▸ EXERCISE PROMPT
Without skipping anything, print all of the data exactly.

╭─ THE DATA

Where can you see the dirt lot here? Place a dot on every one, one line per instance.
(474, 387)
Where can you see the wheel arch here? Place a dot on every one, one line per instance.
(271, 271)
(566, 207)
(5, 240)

╰─

▸ TASK RESPONSE
Where can you see the dirt lot here? Place a dot on every one, one line per instance.
(474, 387)
Where can you see the wheel arch here? Place a dot on every one, one line per instance.
(271, 271)
(566, 207)
(5, 240)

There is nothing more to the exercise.